**What to produce:** Could you copy out every line, starting at the one that has "waterproof jacket in the picture above." and stopping after the final line below, offsetting each coordinate in the answers by -55?

**Data:**
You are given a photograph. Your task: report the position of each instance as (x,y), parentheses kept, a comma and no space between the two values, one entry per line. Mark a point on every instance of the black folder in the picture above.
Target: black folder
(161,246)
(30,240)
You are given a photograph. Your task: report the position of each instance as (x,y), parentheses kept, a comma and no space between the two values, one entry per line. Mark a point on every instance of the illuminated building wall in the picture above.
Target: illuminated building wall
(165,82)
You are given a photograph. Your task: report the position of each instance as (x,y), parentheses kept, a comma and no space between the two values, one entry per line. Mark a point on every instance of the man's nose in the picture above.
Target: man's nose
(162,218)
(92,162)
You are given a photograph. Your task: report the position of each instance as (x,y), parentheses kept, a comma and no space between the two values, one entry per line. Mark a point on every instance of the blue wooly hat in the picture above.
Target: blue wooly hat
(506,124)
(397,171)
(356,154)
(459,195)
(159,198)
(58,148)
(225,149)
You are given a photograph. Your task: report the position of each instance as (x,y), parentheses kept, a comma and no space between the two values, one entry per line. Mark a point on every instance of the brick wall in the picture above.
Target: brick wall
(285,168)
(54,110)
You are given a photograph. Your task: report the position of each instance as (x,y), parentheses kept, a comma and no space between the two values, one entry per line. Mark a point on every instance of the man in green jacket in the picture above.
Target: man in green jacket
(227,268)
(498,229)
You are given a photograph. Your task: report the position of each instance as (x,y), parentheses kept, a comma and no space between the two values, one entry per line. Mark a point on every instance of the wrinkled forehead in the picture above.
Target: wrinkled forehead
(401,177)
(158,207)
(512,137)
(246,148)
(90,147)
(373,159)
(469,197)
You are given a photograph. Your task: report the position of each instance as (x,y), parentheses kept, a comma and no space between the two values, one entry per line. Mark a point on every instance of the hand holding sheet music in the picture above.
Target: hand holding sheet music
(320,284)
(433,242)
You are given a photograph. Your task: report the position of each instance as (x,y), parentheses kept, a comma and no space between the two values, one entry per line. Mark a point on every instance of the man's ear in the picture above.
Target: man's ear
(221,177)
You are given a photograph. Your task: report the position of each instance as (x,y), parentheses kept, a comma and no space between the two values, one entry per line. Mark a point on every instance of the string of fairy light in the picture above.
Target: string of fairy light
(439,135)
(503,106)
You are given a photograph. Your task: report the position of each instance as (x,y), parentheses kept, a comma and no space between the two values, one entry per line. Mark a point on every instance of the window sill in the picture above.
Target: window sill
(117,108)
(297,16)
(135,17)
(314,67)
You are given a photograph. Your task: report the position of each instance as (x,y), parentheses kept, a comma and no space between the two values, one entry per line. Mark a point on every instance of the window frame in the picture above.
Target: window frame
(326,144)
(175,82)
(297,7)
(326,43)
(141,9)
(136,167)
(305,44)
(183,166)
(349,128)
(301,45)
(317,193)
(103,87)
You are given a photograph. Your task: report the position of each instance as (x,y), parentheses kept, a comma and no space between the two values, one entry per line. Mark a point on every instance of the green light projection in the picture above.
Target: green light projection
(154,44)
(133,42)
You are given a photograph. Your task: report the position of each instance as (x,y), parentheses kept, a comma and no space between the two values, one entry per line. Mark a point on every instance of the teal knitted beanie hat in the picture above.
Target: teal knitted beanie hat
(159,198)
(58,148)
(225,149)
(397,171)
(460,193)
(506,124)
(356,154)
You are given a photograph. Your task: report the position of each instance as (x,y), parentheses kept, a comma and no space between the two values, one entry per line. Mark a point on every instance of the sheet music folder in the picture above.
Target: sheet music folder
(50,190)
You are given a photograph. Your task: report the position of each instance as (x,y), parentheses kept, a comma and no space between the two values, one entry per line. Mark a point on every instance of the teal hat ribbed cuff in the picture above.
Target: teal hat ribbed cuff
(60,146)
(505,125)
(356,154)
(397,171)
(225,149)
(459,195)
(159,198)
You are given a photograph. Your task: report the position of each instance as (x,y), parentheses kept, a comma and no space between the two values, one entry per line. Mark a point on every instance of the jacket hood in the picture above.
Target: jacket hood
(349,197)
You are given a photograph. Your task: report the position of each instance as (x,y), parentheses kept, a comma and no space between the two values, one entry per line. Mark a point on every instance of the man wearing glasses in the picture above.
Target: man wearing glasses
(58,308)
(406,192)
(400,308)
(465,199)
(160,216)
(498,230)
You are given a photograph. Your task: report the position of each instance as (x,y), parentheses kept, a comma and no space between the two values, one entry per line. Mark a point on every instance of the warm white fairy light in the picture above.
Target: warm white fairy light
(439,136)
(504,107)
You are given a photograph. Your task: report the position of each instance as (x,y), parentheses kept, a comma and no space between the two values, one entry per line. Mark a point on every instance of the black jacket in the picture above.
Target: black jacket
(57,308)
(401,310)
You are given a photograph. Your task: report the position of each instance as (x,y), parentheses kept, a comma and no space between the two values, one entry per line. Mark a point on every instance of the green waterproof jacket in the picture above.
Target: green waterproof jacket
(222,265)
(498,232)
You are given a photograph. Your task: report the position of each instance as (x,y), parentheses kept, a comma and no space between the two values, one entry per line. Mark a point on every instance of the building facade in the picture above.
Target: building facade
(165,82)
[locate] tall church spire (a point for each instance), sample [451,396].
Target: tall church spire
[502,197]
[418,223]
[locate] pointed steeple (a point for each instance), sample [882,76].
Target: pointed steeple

**Solution to this problem:**
You are given a photograph. Your task: report the position of each instance as (x,y), parentheses kept, a comma and no space between the two values, one entry per line. Mark a point on every instance of the green waterproof jacket in the picture above.
Target: green waterproof jacket
(167,210)
(443,177)
You are given a photograph. Your task: report the position of each instance as (x,y), parentheses kept, a comma and no space between the two values, one entry per line. Mark a point on every instance of the building facade in the picture above.
Target: building facade
(110,27)
[locate] tall church spire (a point for each instance), sample [451,396].
Target: tall church spire
[447,142]
[363,168]
[locate] pointed steeple (a point for each instance), sample [882,76].
Target: pointed steeple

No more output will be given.